[SOURCE TEXT]:
----------------------------------------

As the Consumer Electronics Show (CES)kicks off this week in Las Vegas, the FCC's action today in 6 GHz promises more jaw-dropping innovations and massive consumer benefits for years to come, driving growth in wireless, IoT, and related industries. GVP devices will support high data rates suitable for AR/VR, short-range hotspots, automation, and indoor navigation. GVP devices will overcome limitations of previous device classes by allowing higher power and outdoor mobility.
Chairman Carr issued the following statement:
"President Trump is unleashing American innovation and leadership. This is great news for consumers that will benefit from even better, faster, and more affordable wireless services. By voting this month to expand unlicensed operations in the 6 GHz band, the FCC enables consumers to benefit from supercharged Wi-Fi and a new generation of wireless devices--from AR/VR and IoT to a range of innovative smart devices. This puts America back at the forefront of technological leadership, benefiting our consumers, economy, and innovators."

----------------------------------------

[AVAILABLE DATA]:

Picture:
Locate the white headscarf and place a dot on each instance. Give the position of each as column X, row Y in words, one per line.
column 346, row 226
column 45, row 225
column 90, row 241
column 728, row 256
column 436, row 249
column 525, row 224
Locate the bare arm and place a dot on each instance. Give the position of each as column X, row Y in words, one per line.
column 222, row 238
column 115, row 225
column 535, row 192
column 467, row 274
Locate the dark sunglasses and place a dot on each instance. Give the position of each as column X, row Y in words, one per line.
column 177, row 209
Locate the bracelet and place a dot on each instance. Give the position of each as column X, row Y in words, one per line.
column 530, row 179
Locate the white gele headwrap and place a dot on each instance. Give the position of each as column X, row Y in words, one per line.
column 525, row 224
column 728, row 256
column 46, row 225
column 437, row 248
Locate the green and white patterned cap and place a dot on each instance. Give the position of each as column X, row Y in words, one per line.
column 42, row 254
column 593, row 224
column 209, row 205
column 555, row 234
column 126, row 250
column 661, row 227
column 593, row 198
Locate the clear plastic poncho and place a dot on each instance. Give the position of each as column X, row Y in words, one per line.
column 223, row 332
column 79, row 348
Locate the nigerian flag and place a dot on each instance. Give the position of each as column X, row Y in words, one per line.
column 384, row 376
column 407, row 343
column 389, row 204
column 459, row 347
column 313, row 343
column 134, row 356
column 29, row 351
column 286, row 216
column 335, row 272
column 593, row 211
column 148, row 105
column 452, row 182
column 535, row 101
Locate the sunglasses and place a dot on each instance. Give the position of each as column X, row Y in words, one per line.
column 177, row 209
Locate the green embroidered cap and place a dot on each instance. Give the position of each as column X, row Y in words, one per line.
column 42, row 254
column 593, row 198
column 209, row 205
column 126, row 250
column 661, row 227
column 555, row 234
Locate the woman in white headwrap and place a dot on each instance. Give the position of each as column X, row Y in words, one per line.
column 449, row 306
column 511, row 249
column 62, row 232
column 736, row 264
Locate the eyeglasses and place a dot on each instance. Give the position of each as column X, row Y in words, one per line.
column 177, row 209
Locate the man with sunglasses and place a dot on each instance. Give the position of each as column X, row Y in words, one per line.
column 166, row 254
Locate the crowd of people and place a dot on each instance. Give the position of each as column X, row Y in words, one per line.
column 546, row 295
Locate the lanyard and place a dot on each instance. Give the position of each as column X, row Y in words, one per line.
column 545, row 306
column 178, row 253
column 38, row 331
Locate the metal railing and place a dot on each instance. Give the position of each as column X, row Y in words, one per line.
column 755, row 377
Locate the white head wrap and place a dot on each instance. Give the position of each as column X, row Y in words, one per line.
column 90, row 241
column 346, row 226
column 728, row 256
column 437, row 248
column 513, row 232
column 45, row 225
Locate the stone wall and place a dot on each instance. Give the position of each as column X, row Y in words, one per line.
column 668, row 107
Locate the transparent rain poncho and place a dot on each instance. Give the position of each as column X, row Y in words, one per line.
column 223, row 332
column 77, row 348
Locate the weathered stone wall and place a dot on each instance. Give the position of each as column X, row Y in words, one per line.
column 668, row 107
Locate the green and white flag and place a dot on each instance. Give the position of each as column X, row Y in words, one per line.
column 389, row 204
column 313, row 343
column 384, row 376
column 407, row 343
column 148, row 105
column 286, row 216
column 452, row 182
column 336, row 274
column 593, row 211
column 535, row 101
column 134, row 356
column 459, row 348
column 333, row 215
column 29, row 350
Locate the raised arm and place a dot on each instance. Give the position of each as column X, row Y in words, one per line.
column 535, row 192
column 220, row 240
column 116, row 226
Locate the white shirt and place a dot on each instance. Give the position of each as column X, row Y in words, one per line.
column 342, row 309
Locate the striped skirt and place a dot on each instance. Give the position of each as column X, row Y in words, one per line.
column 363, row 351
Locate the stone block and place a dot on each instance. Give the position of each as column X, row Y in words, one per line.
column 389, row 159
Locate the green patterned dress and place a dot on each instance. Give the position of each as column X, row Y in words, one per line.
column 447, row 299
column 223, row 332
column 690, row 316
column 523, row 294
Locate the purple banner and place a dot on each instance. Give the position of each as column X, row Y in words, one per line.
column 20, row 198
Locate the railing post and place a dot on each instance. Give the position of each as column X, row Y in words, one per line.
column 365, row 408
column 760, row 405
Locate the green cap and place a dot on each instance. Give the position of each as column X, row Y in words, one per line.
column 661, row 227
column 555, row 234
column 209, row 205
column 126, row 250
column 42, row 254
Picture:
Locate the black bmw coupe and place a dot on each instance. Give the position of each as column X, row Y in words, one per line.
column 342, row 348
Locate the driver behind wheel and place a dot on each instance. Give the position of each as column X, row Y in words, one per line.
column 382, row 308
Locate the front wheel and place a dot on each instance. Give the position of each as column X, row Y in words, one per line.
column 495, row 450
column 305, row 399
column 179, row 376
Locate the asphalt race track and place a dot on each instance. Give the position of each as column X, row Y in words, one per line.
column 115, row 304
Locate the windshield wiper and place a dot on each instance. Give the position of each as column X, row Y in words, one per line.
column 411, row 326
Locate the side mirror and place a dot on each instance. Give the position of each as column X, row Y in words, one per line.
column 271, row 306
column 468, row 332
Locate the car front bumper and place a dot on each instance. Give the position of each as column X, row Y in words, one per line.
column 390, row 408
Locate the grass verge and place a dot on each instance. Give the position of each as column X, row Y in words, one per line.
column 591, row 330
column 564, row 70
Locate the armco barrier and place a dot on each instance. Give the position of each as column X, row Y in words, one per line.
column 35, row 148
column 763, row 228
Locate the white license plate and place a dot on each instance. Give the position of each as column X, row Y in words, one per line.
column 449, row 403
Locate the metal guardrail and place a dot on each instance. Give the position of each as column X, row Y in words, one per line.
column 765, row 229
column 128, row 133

----------------------------------------

[EXERCISE DETAILS]: Please decide whether each statement agrees with the 6 GHz text, answering yes or no and quoting the deciding words: (a) GVP devices will allow higher power and outdoor mobility. (b) The FCC voted to restrict unlicensed operations in the 6 GHz band. (c) CES is taking place in Las Vegas.

[SOLUTION]:
(a) Yes: "allowing higher power and outdoor mobility"
(b) No: "voting this month to expand unlicensed operations in the 6 GHz band"
(c) Yes: "kicks off this week in Las Vegas"